Information security is a pivotal aspect of many industries, not least the hospitality industry due to the nature of the data collected by companies operating within hospitality. Hotels, motels, resorts, and rented apartment complexes all gather and electronically store a range of sensitive personal guest data, such as names, phone numbers, addresses, and credit card details.
From the perspective of cybercriminals, hospitality appears to offer an ideal target vector for conducting crimes such as identity theft and credit card fraud due to the existence of multiple databases and devices containing both Payment Card Information (PCI) and Personally Identifiable Information (PII).
This article focuses on five of the biggest data security concerns in the hospitality industry and highlights some best practices for protecting hospitality data.
Restaurants, hotels, and other companies in the hospitality sector often have complex ownership structures in which there’s a franchisor, an individual owner or group of owners, and a management company that acts as the operator. Each of these groups may use different computer systems to store information, and the information can also frequently move across those systems.
A case in point was the Wyndham Worldwide breaches of 2008 and 2010. Hackers gained access to the systems of an individual operating company through easily guessed passwords, and the attack easily proliferated through the entire corporate network, with the result that 619,000 customers had their information compromised.
The nature of the hospitality industry is such that it is extremely reliant on cards as a form of payment. Restaurants and hotels alike often require credit card details for reservations, and final payment is also frequently made by the same card.
Cybercriminals use this reliance on cards to infect point-of-sale (POS) systems with malware that steals credit and debit card information by scraping the data. In fact, it was reported in 2017 that out of 21 of the most high-profile hotel company data breaches that have occurred since 2010, 20 of them were a result of malware affecting POS systems.
Because this malware can often proliferate or move between POS systems run by the same operator, multiple individual and groups of hotels can be afflicted by these types of attacks, and they can go unnoticed for months.
A vital part of protecting data is training staff to securely gather and store personal information. Well-trained staff also know how to recognize social engineering attempts and they understand an organization’s compliance requirements. The risk is that the hospitality industry involves lots of seasonal work in which people might move on after only a few months, or they might be transferred. In the U.K., for example, the job turnover rate in hospitality is as high as 90 percent.
The high level of turnover and high degree of staff movement between different locations makes it a real challenge to maintain teams of well-trained staff. All it takes is one person who isn’t familiar with the importance of data security for a cybercriminal to exploit a hospitality company’s systems and gain access to sensitive data.
Data security risks in the hospitality industry extend far beyond the reputation hit that a hotel can take if guests’ data is compromised. Industry and political regulators are becoming stricter in governing how organizations process and store personal data.
The GDPR regulation was introduced by the EU in May 2018 as a landmark legislation that aims to return control over personal information to individuals while simultaneously enforcing stricter rules for organizations in protecting such information during any period in which they possess it.
While GDPR protects individual data within the EU and EEA, its ramifications have rippled through industries globally, and organizations are realizing the need to put greater compliance measures in place.
PCI DSS is another important global regulation that protects credit card data, and fines for non-compliance begin at $500,000 per incident. The risk here is not just to data security but to the future survivability of hospitality companies, many of which would not be able to absorb the substantial losses resulting from non-compliance fines.
This type of data risk is more subtle and it involves employees selling data to third parties without the knowledge of the organization that employs them. Such insider threats typically occur to data on customer preferences and behavior, which hospitality companies can collect at multiple touchpoints, from interactions with their website, to form data on booking systems, to review data.
This data could be potentially lucrative when it ends up in the hands of those who know how to use it to gain a competitive advantage.
Best practices for companies in the hospitality sector to protect data include:
Wrap Up
With a full understanding of the main data security risks and some best practices for mitigating those risks, organizations in the hospitality sector are better placed to implement a comprehensive information security strategy that entails the necessary procedures, processes, and people to improve cybersecurity.

*-*-*

EXERCISE TASKS.
1 – Answer these questions using the hospitality data security article:
(a) How many customers had their information compromised in the Wyndham Worldwide breaches?
(b) In what month and year did the EU introduce the GDPR regulation?
(c) At what amount per incident do fines for PCI DSS non-compliance begin?
2 – Copy the part of the hospitality data security article that starts at "Because this malware" and ends at "as 90 percent.".

EXTRACTED RECORDS.
*-*-*

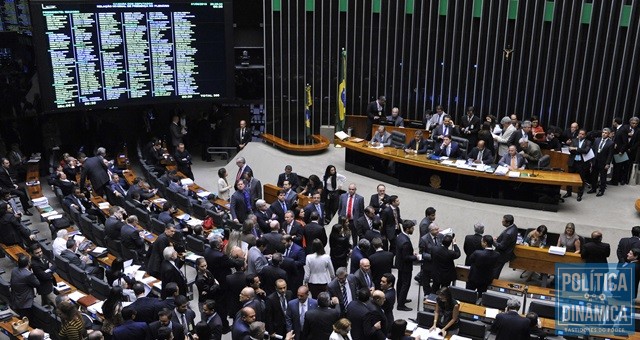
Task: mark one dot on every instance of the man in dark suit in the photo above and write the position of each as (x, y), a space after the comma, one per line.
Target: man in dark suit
(213, 319)
(313, 230)
(448, 148)
(510, 325)
(315, 206)
(95, 169)
(444, 270)
(417, 145)
(8, 182)
(296, 310)
(470, 125)
(482, 263)
(427, 243)
(404, 263)
(146, 307)
(131, 329)
(595, 251)
(294, 260)
(379, 199)
(480, 154)
(240, 205)
(351, 205)
(578, 149)
(318, 323)
(277, 308)
(272, 273)
(473, 242)
(43, 271)
(505, 244)
(242, 135)
(343, 286)
(625, 244)
(170, 270)
(23, 282)
(375, 114)
(164, 320)
(290, 176)
(381, 261)
(603, 154)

*-*-*

ANSWER SET.
1 –
(a) 619,000
(b) May 2018
(c) $500,000

2 –
Because this malware can often proliferate or move between POS systems run by the same operator, multiple individual and groups of hotels can be afflicted by these types of attacks, and they can go unnoticed for months.
A vital part of protecting data is training staff to securely gather and store personal information. Well-trained staff also know how to recognize social engineering attempts and they understand an organization’s compliance requirements. The risk is that the hospitality industry involves lots of seasonal work in which people might move on after only a few months, or they might be transferred. In the U.K., for example, the job turnover rate in hospitality is as high as 90 percent.